Quote the records word for word from their first line through the line containing "[417,291,496,373]", including both of those lines.

──────────────────────────────

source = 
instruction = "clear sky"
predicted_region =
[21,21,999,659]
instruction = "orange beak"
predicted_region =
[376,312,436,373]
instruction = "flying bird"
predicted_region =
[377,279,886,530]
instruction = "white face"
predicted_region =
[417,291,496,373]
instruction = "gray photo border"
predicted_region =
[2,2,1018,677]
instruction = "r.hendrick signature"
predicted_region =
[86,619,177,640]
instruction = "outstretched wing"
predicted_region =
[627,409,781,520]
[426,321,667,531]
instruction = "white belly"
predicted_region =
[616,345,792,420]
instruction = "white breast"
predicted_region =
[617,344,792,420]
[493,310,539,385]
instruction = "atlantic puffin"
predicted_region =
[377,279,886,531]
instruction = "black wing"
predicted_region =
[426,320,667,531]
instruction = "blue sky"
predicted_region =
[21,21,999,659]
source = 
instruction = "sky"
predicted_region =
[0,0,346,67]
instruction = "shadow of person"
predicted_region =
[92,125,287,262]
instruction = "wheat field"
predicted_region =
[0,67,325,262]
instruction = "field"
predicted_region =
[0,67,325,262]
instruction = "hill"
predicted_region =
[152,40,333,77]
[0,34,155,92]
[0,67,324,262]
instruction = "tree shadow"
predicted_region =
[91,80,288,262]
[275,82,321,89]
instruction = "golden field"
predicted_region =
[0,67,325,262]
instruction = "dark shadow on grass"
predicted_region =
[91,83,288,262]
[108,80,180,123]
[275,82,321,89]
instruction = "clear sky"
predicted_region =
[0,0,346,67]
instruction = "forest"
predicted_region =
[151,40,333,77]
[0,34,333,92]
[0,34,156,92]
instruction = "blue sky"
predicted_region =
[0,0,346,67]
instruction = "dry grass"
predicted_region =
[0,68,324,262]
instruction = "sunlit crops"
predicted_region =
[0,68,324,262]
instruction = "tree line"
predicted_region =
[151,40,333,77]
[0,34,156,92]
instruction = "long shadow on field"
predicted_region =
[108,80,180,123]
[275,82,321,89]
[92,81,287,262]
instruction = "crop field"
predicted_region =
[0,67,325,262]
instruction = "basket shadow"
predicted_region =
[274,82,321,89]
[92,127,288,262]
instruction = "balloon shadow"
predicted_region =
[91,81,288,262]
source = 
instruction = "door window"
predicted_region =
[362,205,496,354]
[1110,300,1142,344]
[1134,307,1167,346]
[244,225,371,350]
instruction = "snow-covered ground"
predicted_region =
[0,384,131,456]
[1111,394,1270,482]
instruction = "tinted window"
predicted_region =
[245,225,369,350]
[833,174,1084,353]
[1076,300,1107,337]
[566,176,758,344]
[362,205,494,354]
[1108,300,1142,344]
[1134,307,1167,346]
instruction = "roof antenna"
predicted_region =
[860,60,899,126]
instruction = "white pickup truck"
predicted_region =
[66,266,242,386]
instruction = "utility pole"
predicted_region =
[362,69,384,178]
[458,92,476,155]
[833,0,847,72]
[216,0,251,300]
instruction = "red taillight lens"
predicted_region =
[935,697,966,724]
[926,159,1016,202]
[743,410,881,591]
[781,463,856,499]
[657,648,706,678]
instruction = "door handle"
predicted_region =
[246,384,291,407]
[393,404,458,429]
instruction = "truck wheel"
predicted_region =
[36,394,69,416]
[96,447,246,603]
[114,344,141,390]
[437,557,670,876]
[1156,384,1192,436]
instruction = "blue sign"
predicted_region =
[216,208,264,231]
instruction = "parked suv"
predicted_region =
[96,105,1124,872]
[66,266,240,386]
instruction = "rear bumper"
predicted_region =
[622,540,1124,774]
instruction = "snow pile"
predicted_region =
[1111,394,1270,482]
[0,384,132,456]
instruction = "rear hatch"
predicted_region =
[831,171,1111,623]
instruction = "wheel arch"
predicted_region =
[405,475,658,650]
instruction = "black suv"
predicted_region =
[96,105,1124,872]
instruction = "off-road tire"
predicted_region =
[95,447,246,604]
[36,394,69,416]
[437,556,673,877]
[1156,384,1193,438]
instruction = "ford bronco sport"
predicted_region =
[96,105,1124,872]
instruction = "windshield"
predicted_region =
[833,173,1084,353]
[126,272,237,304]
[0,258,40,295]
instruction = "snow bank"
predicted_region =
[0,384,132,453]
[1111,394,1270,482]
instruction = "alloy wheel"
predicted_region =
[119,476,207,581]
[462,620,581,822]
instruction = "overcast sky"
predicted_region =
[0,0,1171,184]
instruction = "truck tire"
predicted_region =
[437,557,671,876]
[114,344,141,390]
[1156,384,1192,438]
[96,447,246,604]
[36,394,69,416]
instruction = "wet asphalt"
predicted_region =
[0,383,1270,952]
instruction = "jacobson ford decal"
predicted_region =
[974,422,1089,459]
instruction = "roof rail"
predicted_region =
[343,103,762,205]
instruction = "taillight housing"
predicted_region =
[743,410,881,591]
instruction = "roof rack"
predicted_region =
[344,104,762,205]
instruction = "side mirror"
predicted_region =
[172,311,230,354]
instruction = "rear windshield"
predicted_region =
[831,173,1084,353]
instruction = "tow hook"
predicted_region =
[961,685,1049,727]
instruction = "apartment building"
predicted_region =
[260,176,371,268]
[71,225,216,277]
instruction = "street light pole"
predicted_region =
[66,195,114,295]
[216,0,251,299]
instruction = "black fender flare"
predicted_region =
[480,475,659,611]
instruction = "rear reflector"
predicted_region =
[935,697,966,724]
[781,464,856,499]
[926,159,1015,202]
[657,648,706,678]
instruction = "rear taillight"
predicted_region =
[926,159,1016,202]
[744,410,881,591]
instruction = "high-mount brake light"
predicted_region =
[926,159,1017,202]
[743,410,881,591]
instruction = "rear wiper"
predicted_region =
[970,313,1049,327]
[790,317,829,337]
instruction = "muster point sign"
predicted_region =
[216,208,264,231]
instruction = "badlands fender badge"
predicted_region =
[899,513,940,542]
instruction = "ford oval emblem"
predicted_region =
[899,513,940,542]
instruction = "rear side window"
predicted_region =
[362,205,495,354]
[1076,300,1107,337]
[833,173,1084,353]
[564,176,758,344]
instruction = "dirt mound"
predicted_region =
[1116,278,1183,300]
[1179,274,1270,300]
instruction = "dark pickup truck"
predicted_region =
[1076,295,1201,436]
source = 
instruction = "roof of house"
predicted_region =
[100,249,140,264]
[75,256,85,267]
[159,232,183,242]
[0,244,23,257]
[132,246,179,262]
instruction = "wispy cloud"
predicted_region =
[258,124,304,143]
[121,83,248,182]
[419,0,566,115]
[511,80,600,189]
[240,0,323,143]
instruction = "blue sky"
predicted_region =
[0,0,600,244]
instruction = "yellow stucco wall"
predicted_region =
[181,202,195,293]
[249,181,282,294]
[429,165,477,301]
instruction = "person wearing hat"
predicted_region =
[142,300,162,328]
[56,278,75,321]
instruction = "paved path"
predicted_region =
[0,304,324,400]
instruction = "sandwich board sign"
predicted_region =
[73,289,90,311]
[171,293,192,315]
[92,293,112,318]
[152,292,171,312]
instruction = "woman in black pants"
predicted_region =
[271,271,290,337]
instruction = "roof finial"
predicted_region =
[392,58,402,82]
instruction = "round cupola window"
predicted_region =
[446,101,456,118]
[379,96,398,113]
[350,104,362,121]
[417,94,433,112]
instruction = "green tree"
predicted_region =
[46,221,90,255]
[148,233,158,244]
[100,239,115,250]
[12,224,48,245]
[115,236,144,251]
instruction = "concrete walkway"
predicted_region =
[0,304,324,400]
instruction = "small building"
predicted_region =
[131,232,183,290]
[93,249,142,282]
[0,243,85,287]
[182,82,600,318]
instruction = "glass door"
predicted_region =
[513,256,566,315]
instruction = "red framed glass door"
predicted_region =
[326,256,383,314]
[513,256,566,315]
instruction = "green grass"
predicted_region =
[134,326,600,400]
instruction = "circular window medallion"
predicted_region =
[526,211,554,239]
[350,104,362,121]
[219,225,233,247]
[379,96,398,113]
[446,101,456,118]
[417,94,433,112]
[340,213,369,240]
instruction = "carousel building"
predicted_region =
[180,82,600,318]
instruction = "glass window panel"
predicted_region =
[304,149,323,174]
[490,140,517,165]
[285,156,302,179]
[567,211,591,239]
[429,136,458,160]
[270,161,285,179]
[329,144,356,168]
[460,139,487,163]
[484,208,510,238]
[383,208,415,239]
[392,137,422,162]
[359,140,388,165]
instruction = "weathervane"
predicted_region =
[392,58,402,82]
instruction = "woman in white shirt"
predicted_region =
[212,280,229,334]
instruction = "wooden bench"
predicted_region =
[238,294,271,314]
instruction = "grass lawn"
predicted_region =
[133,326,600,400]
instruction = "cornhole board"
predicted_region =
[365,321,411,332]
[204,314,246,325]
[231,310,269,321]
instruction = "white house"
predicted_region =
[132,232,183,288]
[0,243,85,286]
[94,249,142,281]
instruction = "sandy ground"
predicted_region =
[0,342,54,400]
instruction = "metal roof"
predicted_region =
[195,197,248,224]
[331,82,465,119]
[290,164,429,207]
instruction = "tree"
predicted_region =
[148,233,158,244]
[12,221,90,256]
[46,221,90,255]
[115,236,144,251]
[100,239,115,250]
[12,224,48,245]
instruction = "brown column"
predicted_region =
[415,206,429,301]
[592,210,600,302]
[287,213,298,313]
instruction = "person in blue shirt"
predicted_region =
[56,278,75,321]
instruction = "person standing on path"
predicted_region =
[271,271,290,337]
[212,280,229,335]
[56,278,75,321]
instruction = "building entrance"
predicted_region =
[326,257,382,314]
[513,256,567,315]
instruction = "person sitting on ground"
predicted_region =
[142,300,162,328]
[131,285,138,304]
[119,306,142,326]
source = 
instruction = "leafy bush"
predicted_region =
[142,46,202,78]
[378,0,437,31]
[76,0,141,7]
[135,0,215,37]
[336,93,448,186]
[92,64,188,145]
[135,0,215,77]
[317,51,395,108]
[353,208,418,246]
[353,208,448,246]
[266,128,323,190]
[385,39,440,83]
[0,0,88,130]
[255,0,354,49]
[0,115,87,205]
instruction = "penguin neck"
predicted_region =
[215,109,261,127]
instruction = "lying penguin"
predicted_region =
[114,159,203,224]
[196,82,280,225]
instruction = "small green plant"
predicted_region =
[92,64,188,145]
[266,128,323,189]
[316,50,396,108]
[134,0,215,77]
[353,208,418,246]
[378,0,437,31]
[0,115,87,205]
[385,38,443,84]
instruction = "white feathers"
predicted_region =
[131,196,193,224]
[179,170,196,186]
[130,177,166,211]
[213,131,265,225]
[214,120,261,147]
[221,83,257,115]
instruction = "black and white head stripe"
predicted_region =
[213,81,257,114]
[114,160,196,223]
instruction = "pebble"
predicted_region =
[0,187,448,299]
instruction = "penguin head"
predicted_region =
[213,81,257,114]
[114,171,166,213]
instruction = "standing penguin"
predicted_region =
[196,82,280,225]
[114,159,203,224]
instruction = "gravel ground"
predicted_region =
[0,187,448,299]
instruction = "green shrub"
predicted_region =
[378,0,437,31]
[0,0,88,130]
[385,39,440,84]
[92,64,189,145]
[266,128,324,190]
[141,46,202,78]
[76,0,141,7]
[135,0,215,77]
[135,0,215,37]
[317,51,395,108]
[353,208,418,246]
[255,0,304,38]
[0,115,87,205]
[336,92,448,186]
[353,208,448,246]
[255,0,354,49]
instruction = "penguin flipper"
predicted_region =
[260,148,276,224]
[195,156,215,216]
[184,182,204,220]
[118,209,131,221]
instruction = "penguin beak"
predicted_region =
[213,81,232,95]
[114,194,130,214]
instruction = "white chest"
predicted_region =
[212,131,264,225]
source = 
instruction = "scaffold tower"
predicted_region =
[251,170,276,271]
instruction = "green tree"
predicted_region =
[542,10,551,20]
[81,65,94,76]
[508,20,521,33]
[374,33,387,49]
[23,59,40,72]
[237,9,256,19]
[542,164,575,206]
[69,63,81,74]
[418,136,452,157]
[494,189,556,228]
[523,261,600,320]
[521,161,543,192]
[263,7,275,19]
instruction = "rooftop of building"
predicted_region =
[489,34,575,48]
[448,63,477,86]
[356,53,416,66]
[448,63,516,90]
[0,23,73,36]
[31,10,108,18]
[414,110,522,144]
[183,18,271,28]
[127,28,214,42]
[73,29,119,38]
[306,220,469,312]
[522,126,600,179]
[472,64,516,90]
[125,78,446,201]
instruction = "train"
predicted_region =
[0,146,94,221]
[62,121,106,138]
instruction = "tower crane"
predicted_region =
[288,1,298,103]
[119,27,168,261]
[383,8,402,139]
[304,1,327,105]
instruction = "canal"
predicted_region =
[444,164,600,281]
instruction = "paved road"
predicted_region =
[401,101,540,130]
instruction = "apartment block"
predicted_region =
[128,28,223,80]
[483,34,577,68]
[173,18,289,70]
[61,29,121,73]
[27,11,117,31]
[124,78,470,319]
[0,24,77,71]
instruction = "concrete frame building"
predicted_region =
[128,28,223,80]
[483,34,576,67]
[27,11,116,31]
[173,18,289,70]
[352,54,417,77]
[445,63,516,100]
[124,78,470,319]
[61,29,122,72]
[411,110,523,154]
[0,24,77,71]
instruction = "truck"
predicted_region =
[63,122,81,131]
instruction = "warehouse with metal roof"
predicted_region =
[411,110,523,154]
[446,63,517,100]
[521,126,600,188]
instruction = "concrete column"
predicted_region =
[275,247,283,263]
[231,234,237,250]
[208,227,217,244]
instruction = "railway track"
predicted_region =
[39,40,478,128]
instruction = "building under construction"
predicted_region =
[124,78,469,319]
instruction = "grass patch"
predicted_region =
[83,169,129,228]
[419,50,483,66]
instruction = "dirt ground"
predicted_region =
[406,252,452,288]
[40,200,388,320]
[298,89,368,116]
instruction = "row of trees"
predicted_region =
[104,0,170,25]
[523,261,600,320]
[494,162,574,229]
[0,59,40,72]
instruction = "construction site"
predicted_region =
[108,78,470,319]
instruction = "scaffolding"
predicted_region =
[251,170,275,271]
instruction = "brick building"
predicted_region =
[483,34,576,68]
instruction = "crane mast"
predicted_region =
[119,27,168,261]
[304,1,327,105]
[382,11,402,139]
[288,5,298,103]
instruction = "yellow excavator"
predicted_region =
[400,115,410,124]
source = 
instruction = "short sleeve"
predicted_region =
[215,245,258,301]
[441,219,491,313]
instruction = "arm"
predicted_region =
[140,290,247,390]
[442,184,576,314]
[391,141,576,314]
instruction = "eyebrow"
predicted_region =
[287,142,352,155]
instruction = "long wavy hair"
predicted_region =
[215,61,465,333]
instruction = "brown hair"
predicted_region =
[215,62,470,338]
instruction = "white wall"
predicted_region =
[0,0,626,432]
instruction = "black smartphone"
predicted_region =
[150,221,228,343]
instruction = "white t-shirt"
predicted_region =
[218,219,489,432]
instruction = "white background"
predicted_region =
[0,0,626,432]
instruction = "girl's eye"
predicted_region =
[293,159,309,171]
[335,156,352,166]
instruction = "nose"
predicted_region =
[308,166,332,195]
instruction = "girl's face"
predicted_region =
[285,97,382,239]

──────────────────────────────

→ EXERCISE ANSWER
source = 
instruction = "clear sky"
predicted_region =
[21,21,999,659]
instruction = "orange beak"
predicted_region =
[376,312,436,373]
instruction = "flying bird"
predicted_region =
[377,279,886,530]
instruction = "white face"
predicted_region =
[417,291,496,373]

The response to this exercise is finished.